:: Excerpt to read ::
=======

The crew all looked at each other and said as long as you leave us out of it, we don't care. Then, the young looks at me and asked if I minded. I looked down at my ID (which I was sorry I was wearing) and said "if that is what you feel is necessary, by all means." She thanke dthe crew, told them they were doing a great job and walked away...presumably to complain to customer service.

I suspect she's not alone.





The point is, I remember when the Crescent used be 18 cars long. It had coach seating for 300 passengers. It is currently running around with seating for 120 coach passengers. I remember when a train like 95 on the NEC had 12 coaches (with two cafes)....and the coaches seated 85 passengers...and that train had standees!!!

That is high demand. Filling two coaches is not high demand. If anything, we should be finding more ways to put butts in the seats!



AmtrakBlue said:


> dlagrua said:
> 
> 
> > AmtrakBlue said:
> ...


AmtrakBlue, I'm forced to disagree with you. Consider what is said below:



Bob Dylan said:


> As a semi-retired person on a fixed income, I agree with diagrua on this.
> 
> I use coupons,discounts,sales etc. whenever I can since that $5 or $10 I save adds up and enables me to have a little more disposable income to spend on things that are not essential such as Amtrak travel.
> 
> I agree that Amtrak needs to enhance its revenue, but think doing away with Student and Senior discounts is penny wise and pound foolish. YMMV



You might be able to do so....but not everyone is you! Consider that 23.50 on a corridor train. Then, multiply by your family of four. You are now approaching a savings of $100....each way. That may be the difference between taking the trip or not taking the trip. That maybe the difference between taking Amtrak and driving. Every little bit counts.


----------



## Ryan (Feb 10, 2018)

Valid points, but wouldn't your aims be better served then by lower overall pricing, rather than a discount that only some people have access to?

(as an aside, does the equipment still exist to run 18 car trains routinely?)


----------



## Bob Dylan (Feb 10, 2018)

I don't favor lowering all prices Ryan, that would be cutting off your nose to spite your face.

As Thirdrail points out, the NEC, and the East in General, have much higher rail fares than other parts of the Country,but it doesn't seem to be hurting the ridership nor revenue on most of these routes,especially the Expensive Acelas.

Should Amtrak discontinue ALL Discounts, the answer is obvious, NO!

The amount spent by Seniors and Students on discounts is pocket change in the scheme of things when it comes to Amtraks Budget, but why go out of the way to have a policy that discourages these groups ridership,not encourages it!??


----------



## Railroad Bill (Feb 10, 2018)

=======

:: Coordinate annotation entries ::
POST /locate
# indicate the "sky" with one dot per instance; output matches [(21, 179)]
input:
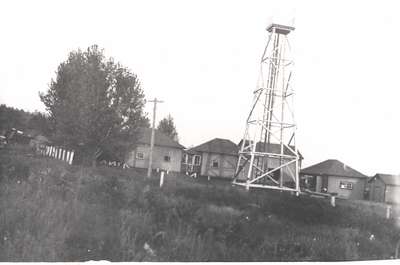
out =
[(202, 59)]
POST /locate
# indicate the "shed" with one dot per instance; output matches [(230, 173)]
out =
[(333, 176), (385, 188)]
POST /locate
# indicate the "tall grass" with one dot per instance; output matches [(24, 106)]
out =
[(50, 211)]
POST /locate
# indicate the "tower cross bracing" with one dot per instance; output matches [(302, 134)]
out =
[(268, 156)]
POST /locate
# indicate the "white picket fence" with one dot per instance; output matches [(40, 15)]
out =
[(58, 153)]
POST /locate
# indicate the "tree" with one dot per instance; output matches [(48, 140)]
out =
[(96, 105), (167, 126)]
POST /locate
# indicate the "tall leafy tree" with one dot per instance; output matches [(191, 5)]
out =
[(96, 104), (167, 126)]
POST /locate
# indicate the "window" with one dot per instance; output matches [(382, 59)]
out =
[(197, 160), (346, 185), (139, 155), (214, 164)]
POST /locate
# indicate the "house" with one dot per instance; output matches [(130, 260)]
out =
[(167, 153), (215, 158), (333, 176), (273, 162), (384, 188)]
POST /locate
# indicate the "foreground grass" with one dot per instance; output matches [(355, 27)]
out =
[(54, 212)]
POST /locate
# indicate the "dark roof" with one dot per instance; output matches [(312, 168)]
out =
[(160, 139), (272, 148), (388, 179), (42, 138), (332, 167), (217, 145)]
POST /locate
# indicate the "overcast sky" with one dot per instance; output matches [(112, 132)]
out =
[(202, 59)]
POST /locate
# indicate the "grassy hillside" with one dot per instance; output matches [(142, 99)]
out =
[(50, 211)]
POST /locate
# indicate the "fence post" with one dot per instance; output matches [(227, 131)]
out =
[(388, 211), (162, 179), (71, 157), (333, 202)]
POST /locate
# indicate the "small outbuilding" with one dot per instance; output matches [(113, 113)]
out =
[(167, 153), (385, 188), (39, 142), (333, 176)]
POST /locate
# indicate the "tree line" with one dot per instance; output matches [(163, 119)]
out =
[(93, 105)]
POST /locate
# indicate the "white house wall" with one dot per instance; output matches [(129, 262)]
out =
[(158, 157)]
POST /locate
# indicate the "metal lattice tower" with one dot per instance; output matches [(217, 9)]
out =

=======

:: What you will do ::
(a) Sum up the Amtrak discount thread in two sentences.
(b) Carry on the Amtrak discount thread from where it stops by writing the post under the last header.

:: Replies ::
(a) One poster argues that Amtrak should find more ways to fill its seats, recalling when the Crescent ran 18 cars long, and says a $23.50 discount on a corridor train can save a family of four nearly $100 each way, which may decide whether they travel at all. Ryan asks whether lower overall pricing would work better than a discount only some can get, and Bob Dylan replies that he opposes lowering all prices but that senior and student discounts should stay, since they are pocket change in Amtrak's budget and dropping them would discourage those riders.

(b)
We have been AAA members for many years. Still use the "free" maps, and the AAA towing since some of the insurance company towing services are hard to find in our area. AAA towing is down the street in our town and in most places outside the large cities.

Mostly we use the AAA discounts for hotels. It has saved us a lot of money over the years. We do not use riceline or some of the other discounters since we need the flexibility of cancelling reservations due to health concerns. Actually we have found that AAA discounts were better when booking directly through Hilton online than what Expedia, Hotels.com or Priceline were offering.

Since we have qualified for senior discounts on Amtrak we no longer used the AAA discount, which I am sure was true of many riders who have aged (which as pointed out are a major source of AAA memberships).

Making the AGR points redemptions higher has affected our ridership more than any of the discounts. We once took 5-6 trips per year and now maybe 2-3. We still pay for trips on the CL to WAS or CHI or LSL to NYP but our western trips have become more limited.

I also agree that if Amtrak did a Discount Tuesday ad campaign as VIA does, it might encourage more ridership?? Have no stats to back that upl


----------



## jebr (Feb 10, 2018)

Bob Dylan said:


> Should Amtrak discontinue ALL Discounts, the answer is obvious, NO!
> 
> The amount spent by Seniors and Students on discounts is pocket change in the scheme of things when it comes to Amtraks Budget, but why go out of the way to have a policy that discourages these groups ridership,not encourages it!??


I don't think the answer is obvious. Blanket discounting means that Amtrak is discounting seats on Thanksgiving weekend, where Amtrak routinely runs extra trains just to keep up with demand. That seems a bit crazy to me.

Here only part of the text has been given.